start

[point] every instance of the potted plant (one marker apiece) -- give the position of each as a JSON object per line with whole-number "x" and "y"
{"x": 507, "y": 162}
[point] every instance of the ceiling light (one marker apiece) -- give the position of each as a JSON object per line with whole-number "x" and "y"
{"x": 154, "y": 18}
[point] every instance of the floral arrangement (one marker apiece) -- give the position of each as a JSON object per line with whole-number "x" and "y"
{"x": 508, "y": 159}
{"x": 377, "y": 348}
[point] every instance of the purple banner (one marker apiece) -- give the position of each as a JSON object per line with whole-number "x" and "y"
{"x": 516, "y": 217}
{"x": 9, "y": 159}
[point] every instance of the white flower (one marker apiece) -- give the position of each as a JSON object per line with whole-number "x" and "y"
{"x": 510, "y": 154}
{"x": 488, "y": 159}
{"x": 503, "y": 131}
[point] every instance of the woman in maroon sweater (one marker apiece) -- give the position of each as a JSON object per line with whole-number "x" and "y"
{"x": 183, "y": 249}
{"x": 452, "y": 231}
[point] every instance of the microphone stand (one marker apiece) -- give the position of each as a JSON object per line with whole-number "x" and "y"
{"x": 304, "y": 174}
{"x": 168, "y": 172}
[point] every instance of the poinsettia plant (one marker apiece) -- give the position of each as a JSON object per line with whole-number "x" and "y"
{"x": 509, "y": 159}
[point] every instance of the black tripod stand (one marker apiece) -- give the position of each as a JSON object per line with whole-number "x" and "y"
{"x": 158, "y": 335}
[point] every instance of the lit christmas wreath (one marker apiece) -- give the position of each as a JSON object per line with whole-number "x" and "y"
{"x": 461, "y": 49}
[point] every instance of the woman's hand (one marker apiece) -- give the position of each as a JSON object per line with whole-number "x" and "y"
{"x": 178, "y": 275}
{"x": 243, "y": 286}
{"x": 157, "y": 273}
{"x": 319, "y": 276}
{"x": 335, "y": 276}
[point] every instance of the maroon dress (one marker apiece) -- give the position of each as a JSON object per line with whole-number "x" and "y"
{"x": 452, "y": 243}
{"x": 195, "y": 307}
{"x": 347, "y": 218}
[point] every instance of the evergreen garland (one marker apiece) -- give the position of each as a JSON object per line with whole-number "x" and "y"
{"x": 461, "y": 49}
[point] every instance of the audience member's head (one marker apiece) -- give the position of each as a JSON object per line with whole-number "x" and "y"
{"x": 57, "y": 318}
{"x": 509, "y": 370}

end

Every record should be repeated exactly; please leave none out.

**The reply:**
[point] every instance of the potted plant (one marker apiece) -- give the position of each as a JSON object per line with whole-number "x" and "y"
{"x": 507, "y": 162}
[point] every instance of the ceiling light (one marker apiece) -- give the position of each as a JSON object per line with whole-number "x" and "y"
{"x": 154, "y": 18}
[point] every instance of the floral arrangement (one marker apiece) -- give the position of each as a JSON object per line with whole-number "x" and "y"
{"x": 508, "y": 159}
{"x": 377, "y": 348}
[point] every instance of the purple banner (one marker apiece) -- give the position of each as a JSON object per line with whole-number "x" and "y"
{"x": 516, "y": 217}
{"x": 9, "y": 159}
[point] every instance of the white flower (one marker apiece) -- give the position of each as a JSON object per line with whole-number "x" and "y"
{"x": 510, "y": 154}
{"x": 488, "y": 159}
{"x": 503, "y": 131}
[point] every instance of the woman in maroon sweater (one marker apiece) -- give the position of each as a JSON object per line with whole-number "x" and "y"
{"x": 183, "y": 249}
{"x": 452, "y": 231}
[point] every instance of the microphone stand (one marker apiece) -- give the position of each as a JSON object per line with whole-number "x" and "y"
{"x": 304, "y": 174}
{"x": 168, "y": 172}
[point] every instance of the poinsettia plant (one marker apiece) -- give the position of each as a JSON object per line with whole-number "x" and "y"
{"x": 509, "y": 159}
[point] every instance of the black tripod stand (one marker apiece) -- give the position of each as a JSON object per line with whole-number "x" and "y"
{"x": 158, "y": 335}
[point] every instance of the lit christmas wreath (one marker apiece) -- give the position of each as a JSON object per line with whole-number "x" and "y"
{"x": 461, "y": 49}
[point] every instance of the woman's hand (one marker apiece) -- give the position of each as a JSON object per line with whole-number "x" and "y"
{"x": 178, "y": 275}
{"x": 243, "y": 286}
{"x": 157, "y": 273}
{"x": 319, "y": 276}
{"x": 335, "y": 276}
[point] every instance of the maroon dress (one marker apiece) -- give the position of each as a JSON object per line with whole-number "x" and "y"
{"x": 452, "y": 243}
{"x": 195, "y": 307}
{"x": 347, "y": 218}
[point] every instance of the evergreen garland (one marker apiece) -- give the position of each as a JSON object per line with whole-number "x" and "y"
{"x": 461, "y": 49}
[point] every instance of the audience member's head (one marker apiece) -- give the position of each as a JSON object per line with whole-number "x" and "y"
{"x": 57, "y": 318}
{"x": 509, "y": 370}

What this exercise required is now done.